** Opening SUPPLIED RECORDS block **
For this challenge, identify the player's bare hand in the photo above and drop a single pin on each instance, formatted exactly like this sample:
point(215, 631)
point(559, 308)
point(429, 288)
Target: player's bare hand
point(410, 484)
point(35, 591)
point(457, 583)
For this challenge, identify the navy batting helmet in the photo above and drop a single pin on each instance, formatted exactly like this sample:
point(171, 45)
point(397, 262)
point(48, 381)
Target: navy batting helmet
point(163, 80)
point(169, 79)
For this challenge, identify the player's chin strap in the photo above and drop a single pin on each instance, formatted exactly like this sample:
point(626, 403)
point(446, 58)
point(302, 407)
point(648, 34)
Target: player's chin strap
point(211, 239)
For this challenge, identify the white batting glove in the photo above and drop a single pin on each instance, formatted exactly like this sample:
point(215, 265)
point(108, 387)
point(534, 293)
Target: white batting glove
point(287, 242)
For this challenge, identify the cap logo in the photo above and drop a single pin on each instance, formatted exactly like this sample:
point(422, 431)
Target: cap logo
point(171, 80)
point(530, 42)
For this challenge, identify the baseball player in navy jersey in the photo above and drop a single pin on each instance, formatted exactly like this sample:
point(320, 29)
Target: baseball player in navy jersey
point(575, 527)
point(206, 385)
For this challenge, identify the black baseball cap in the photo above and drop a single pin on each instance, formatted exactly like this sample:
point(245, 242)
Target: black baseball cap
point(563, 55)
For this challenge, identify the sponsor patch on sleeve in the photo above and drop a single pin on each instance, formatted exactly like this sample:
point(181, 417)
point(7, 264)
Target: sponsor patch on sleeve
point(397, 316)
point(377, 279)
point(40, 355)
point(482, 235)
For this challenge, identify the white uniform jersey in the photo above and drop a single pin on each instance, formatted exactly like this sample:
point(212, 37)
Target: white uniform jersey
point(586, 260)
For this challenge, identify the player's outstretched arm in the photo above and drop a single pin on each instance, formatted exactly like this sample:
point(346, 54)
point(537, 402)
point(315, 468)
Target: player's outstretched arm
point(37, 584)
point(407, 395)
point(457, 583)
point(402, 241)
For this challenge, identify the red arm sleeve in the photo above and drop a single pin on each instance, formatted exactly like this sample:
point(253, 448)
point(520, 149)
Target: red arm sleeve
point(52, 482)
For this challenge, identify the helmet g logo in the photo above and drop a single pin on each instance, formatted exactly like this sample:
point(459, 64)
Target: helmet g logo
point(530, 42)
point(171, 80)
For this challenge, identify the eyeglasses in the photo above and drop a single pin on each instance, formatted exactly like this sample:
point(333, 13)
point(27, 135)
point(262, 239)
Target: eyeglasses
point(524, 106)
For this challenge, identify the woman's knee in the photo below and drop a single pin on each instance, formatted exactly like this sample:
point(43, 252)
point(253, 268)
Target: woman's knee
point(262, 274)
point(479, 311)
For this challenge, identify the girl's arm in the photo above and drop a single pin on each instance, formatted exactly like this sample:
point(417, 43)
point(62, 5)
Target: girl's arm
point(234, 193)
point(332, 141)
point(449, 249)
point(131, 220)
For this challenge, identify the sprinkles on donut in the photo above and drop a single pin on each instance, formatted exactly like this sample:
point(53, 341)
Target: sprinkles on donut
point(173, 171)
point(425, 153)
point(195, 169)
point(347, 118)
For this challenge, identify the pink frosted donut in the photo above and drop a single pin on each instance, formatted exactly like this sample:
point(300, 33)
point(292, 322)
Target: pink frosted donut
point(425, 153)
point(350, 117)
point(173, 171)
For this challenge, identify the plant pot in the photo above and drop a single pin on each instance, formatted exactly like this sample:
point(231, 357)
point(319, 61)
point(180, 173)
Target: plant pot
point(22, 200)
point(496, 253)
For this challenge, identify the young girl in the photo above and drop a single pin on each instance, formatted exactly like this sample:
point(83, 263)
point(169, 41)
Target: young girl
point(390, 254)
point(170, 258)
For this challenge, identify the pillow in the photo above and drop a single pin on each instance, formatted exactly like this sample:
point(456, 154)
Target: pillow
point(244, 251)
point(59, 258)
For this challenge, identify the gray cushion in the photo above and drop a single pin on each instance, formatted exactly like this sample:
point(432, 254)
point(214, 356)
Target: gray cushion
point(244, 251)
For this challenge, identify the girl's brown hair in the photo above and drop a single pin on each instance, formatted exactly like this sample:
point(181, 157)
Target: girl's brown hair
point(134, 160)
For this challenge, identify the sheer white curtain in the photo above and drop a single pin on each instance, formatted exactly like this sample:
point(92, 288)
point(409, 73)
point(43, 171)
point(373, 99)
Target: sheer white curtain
** Closing SUPPLIED RECORDS block **
> [ACTION ITEM]: Only the number of lines above that contain "curtain" should be given as the answer.

> [RESULT OF THIS EXERCISE]: 2